◆ **Required work**
Rewrite the lines below, starting at the line that contains "Target: red rock cliff" and ending at the line that contains "102), (173, 101)]", with "segment" replaced by "outline" and nothing else changed.

--- Data for the task ---

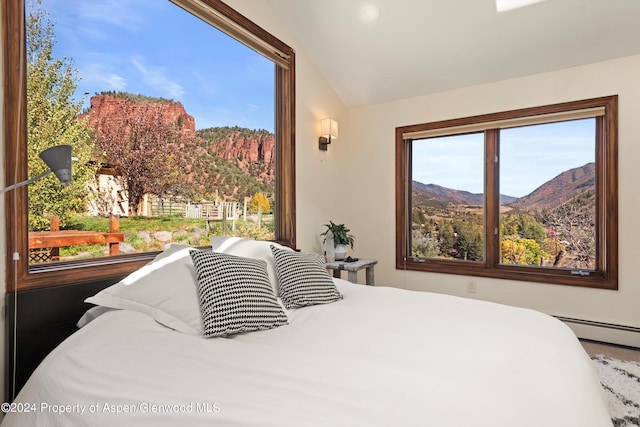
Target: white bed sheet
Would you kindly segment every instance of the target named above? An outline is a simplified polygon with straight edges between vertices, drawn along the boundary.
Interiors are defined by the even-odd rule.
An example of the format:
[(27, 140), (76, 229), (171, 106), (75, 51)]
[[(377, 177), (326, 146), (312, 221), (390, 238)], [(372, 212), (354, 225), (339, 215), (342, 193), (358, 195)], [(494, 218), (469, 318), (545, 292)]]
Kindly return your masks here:
[(107, 312), (36, 370), (14, 407), (35, 411), (8, 413), (2, 426), (612, 425), (592, 364), (560, 321), (336, 284), (342, 301), (232, 338)]

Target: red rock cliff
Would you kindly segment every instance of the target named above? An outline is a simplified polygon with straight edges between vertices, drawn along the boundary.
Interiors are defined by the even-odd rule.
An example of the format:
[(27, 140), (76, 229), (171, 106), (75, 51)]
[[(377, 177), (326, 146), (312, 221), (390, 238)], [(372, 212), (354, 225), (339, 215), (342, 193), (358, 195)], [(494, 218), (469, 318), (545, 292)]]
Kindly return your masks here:
[(135, 101), (123, 97), (112, 95), (96, 95), (91, 97), (91, 108), (86, 114), (81, 114), (80, 118), (89, 117), (89, 122), (95, 125), (103, 119), (110, 121), (122, 121), (122, 115), (125, 112), (142, 111), (146, 108), (147, 103), (154, 105), (163, 104), (163, 117), (168, 122), (179, 123), (182, 131), (188, 134), (195, 134), (196, 122), (192, 116), (187, 114), (184, 106), (179, 102), (173, 101)]

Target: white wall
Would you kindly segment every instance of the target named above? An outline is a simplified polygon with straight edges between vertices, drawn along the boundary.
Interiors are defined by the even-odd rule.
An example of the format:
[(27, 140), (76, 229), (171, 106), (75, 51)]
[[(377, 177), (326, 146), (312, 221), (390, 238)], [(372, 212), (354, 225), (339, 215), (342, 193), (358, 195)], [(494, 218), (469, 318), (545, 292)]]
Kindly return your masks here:
[[(375, 258), (376, 283), (449, 293), (537, 309), (549, 314), (640, 327), (640, 56), (590, 64), (462, 88), (444, 93), (347, 109), (285, 30), (266, 0), (229, 4), (297, 51), (297, 230), (298, 246), (321, 252), (318, 234), (329, 219), (344, 222), (356, 236), (355, 255)], [(340, 66), (340, 64), (335, 64)], [(425, 76), (428, 78), (428, 76)], [(395, 269), (395, 128), (619, 95), (618, 291), (470, 278)], [(319, 119), (340, 123), (340, 139), (321, 153)], [(466, 292), (477, 283), (477, 293)], [(571, 325), (581, 336), (640, 347), (639, 334)]]
[[(322, 224), (330, 219), (346, 221), (336, 211), (341, 191), (342, 163), (346, 146), (351, 144), (347, 110), (335, 91), (286, 30), (280, 16), (266, 0), (229, 0), (229, 6), (278, 37), (296, 51), (296, 221), (297, 246), (305, 251), (322, 252)], [(336, 119), (339, 139), (328, 151), (318, 150), (320, 120)]]
[[(549, 314), (640, 327), (640, 56), (590, 64), (459, 90), (349, 110), (351, 138), (344, 180), (359, 192), (337, 200), (336, 211), (356, 235), (357, 255), (379, 260), (376, 283), (529, 307)], [(425, 77), (426, 78), (426, 77)], [(619, 95), (618, 291), (395, 269), (394, 130), (397, 126), (493, 113), (606, 95)], [(337, 216), (338, 213), (335, 215)], [(477, 294), (466, 292), (470, 280)], [(577, 328), (576, 328), (577, 329)], [(581, 334), (588, 332), (581, 328)], [(600, 332), (598, 332), (600, 333)], [(613, 342), (640, 347), (639, 334)], [(590, 338), (604, 339), (602, 336)]]

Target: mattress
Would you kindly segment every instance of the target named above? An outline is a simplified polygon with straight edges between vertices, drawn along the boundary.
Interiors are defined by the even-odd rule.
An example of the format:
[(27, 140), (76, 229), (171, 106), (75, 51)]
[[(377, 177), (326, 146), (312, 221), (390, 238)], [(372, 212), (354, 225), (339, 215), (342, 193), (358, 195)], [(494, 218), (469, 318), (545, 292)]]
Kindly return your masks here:
[(42, 362), (2, 427), (611, 425), (553, 317), (334, 281), (342, 300), (228, 338), (107, 311)]

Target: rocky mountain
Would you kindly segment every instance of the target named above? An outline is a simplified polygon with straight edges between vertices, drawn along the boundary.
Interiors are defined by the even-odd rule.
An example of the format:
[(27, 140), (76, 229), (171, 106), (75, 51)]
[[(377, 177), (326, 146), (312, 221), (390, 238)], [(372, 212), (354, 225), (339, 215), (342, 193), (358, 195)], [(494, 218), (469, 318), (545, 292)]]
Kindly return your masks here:
[(595, 189), (595, 183), (596, 165), (595, 163), (587, 163), (584, 166), (562, 172), (530, 194), (508, 205), (534, 210), (555, 208), (586, 190)]
[(274, 182), (275, 135), (266, 130), (216, 127), (197, 131), (207, 141), (207, 150), (260, 182)]
[(181, 103), (144, 95), (104, 92), (91, 97), (90, 104), (79, 118), (88, 117), (94, 129), (105, 121), (124, 122), (125, 114), (156, 111), (149, 106), (161, 105), (162, 120), (178, 124), (183, 133), (196, 140), (188, 170), (202, 197), (209, 198), (216, 191), (225, 199), (239, 199), (258, 191), (273, 193), (275, 136), (266, 130), (218, 127), (196, 131), (193, 116)]
[(152, 104), (163, 106), (164, 120), (179, 123), (185, 133), (193, 135), (196, 132), (196, 122), (193, 116), (187, 114), (181, 103), (169, 99), (132, 95), (124, 92), (105, 92), (92, 96), (89, 102), (91, 107), (79, 118), (89, 117), (89, 122), (94, 125), (100, 123), (102, 119), (122, 122), (123, 114), (140, 114)]
[[(412, 183), (412, 198), (414, 205), (481, 205), (484, 203), (484, 194), (470, 193), (468, 191), (454, 190), (436, 184), (423, 184), (418, 181)], [(500, 204), (511, 203), (515, 197), (500, 195)]]

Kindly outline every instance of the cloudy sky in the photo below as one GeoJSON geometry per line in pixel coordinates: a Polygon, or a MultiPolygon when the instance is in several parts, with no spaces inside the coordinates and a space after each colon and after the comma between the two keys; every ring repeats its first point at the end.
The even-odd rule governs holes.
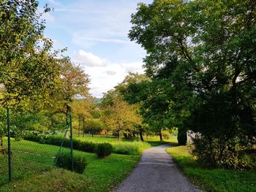
{"type": "Polygon", "coordinates": [[[91,77],[91,93],[103,92],[121,82],[128,72],[143,73],[146,52],[130,42],[131,14],[139,2],[152,0],[40,0],[54,11],[44,15],[45,36],[91,77]]]}

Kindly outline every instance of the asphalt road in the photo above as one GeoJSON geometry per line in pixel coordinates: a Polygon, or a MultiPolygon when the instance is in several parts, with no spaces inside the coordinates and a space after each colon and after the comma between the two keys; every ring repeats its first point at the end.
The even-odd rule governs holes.
{"type": "Polygon", "coordinates": [[[132,174],[113,192],[198,192],[165,151],[172,145],[144,150],[132,174]]]}

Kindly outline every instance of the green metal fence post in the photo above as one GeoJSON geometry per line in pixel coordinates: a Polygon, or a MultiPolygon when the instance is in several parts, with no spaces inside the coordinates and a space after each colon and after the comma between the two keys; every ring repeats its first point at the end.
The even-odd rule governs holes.
{"type": "Polygon", "coordinates": [[[70,110],[70,158],[71,158],[71,166],[72,166],[72,171],[74,171],[74,161],[73,161],[73,135],[72,135],[72,115],[71,115],[71,110],[70,110]]]}
{"type": "Polygon", "coordinates": [[[8,131],[8,171],[9,181],[12,181],[12,164],[11,164],[11,131],[10,126],[10,110],[7,107],[7,131],[8,131]]]}

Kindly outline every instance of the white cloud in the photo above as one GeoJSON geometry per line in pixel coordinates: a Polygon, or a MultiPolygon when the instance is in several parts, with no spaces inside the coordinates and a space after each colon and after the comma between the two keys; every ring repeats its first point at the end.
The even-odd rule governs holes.
{"type": "Polygon", "coordinates": [[[75,61],[85,66],[106,66],[108,64],[106,59],[81,50],[76,53],[75,59],[75,61]]]}
{"type": "MultiPolygon", "coordinates": [[[[107,62],[105,59],[83,50],[80,50],[78,53],[80,53],[80,56],[83,55],[83,57],[80,56],[82,58],[86,58],[89,60],[88,58],[91,57],[97,58],[95,59],[97,61],[105,61],[107,62]]],[[[76,58],[76,60],[78,59],[76,58]]],[[[83,63],[80,62],[80,64],[83,64],[82,66],[86,73],[90,76],[90,92],[94,96],[97,97],[102,97],[102,93],[106,93],[108,91],[113,89],[118,83],[121,82],[129,72],[138,73],[143,73],[143,72],[142,62],[129,63],[124,61],[121,64],[118,64],[108,61],[108,65],[97,66],[94,64],[94,67],[91,67],[91,66],[88,65],[88,63],[85,62],[86,60],[83,60],[83,63]]],[[[95,63],[95,61],[94,62],[95,63]]]]}
{"type": "Polygon", "coordinates": [[[59,5],[61,4],[60,2],[56,1],[56,0],[48,0],[50,4],[54,4],[54,5],[59,5]]]}
{"type": "Polygon", "coordinates": [[[130,41],[126,41],[118,39],[108,39],[108,38],[92,38],[92,37],[81,37],[80,39],[99,42],[113,42],[113,43],[121,43],[121,44],[132,44],[130,41]]]}
{"type": "Polygon", "coordinates": [[[123,63],[121,66],[125,69],[127,72],[143,73],[143,62],[123,63]]]}
{"type": "Polygon", "coordinates": [[[116,74],[116,72],[114,71],[106,71],[105,73],[108,75],[114,75],[116,74]]]}

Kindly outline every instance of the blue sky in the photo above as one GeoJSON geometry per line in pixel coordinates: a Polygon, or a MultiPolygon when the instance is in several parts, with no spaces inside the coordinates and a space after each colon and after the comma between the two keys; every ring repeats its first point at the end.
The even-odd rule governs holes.
{"type": "Polygon", "coordinates": [[[46,13],[45,35],[54,48],[67,47],[67,55],[91,78],[91,93],[103,92],[121,82],[128,72],[143,73],[145,50],[127,34],[131,14],[139,2],[152,0],[40,0],[54,11],[46,13]]]}

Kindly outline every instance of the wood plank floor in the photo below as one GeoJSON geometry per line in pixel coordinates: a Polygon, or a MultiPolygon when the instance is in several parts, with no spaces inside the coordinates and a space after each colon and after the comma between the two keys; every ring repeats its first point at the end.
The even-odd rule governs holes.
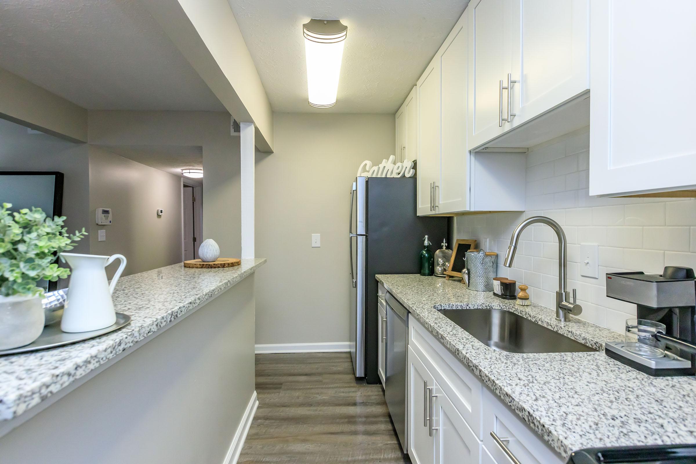
{"type": "Polygon", "coordinates": [[[256,355],[256,392],[239,464],[411,462],[381,387],[356,382],[348,353],[256,355]]]}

---

◆ **Final answer**
Target: red rock cliff
Would you kindly outline every instance of the target named above? An outline is a simplified polygon with straight edges between vertices, drawn along the boundary.
Interiors are defined by the even-odd rule.
An example of the format:
[(27, 140), (76, 229), (171, 106), (75, 51)]
[[(377, 177), (326, 146), (312, 221), (390, 238)], [(372, 212), (354, 225), (339, 215), (342, 193), (358, 195)], [(494, 218), (469, 318), (545, 292)]]
Kindly return your masks here:
[(135, 101), (123, 97), (112, 95), (96, 95), (91, 97), (91, 108), (86, 114), (81, 114), (80, 118), (89, 117), (89, 122), (95, 125), (103, 119), (110, 121), (122, 121), (122, 115), (125, 112), (142, 111), (146, 108), (147, 103), (154, 105), (163, 104), (163, 117), (168, 122), (179, 123), (182, 131), (188, 134), (195, 134), (196, 122), (192, 116), (187, 114), (184, 106), (179, 102), (173, 101)]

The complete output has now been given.